#### ACTIVITY
In the data below, find the line that contains "of the crumbling" and the line that contains "of the jagged". Copy both, plus every line between them, exactly.

(Point-per-instance localization data)
Segment Open
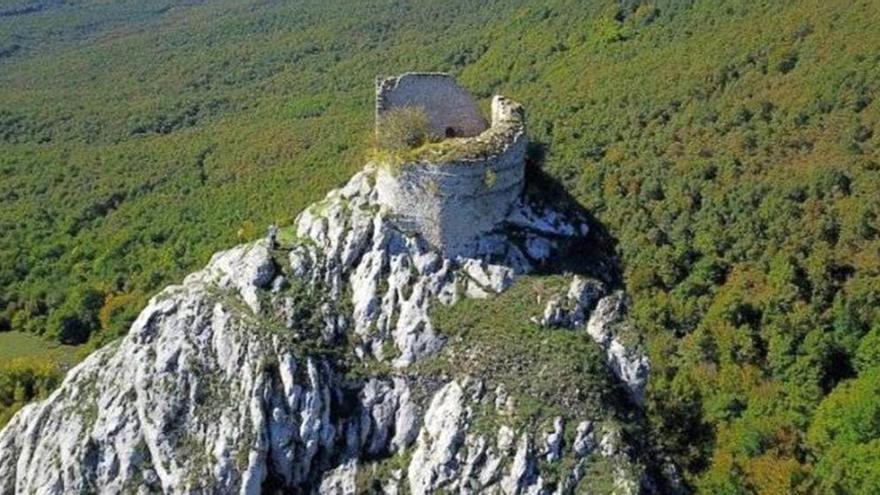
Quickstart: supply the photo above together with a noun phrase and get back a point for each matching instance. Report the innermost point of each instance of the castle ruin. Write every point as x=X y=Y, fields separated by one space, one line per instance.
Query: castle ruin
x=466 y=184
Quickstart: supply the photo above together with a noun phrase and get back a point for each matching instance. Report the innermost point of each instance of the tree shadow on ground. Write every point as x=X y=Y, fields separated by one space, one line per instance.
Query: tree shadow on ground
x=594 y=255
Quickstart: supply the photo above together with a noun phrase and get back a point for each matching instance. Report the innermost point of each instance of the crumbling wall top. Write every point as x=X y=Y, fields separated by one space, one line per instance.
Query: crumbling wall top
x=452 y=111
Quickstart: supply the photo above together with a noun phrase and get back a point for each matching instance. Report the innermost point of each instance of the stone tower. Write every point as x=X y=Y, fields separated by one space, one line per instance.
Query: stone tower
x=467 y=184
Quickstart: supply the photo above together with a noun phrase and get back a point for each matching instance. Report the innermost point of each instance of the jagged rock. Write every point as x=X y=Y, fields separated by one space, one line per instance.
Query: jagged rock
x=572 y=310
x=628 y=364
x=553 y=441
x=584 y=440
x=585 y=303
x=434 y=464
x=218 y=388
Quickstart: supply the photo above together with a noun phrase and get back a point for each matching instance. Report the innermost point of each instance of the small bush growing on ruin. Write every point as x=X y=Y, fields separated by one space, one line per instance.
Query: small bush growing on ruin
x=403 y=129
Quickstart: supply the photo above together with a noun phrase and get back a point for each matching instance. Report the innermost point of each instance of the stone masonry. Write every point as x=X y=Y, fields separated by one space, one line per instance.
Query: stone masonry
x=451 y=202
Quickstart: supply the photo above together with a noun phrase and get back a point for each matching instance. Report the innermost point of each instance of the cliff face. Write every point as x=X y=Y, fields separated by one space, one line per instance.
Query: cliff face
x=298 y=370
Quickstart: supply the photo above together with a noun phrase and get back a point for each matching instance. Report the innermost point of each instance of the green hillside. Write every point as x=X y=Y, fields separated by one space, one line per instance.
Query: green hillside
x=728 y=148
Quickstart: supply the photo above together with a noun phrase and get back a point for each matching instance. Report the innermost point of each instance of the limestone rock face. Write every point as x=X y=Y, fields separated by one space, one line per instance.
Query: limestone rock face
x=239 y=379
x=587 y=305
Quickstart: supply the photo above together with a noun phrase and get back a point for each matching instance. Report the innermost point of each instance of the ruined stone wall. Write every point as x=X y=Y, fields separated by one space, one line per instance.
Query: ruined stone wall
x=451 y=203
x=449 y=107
Segment Closed
#### ANSWER SPACE
Quickstart: supply the photo above together with a noun phrase and get back a point for each matching instance. Report the innermost point of each instance of the crumbling wall top. Write every point as x=X y=Y, fields separated by one space, one line per instance.
Query: crumbling wall top
x=452 y=111
Quickstart: supply the photo above together with a noun phrase and get back a point for each matching instance. Report the innermost point of each instance of the stone tower. Write every point as x=X y=Y, fields separated by one space, one line per instance.
Query: stone tower
x=467 y=184
Quickstart: supply the photo above together with a noun phrase and get back a point for each matching instance. Report the innermost point of each instance of the jagged rock. Write every point as x=X y=Y, fields separated by one space, one line per instance.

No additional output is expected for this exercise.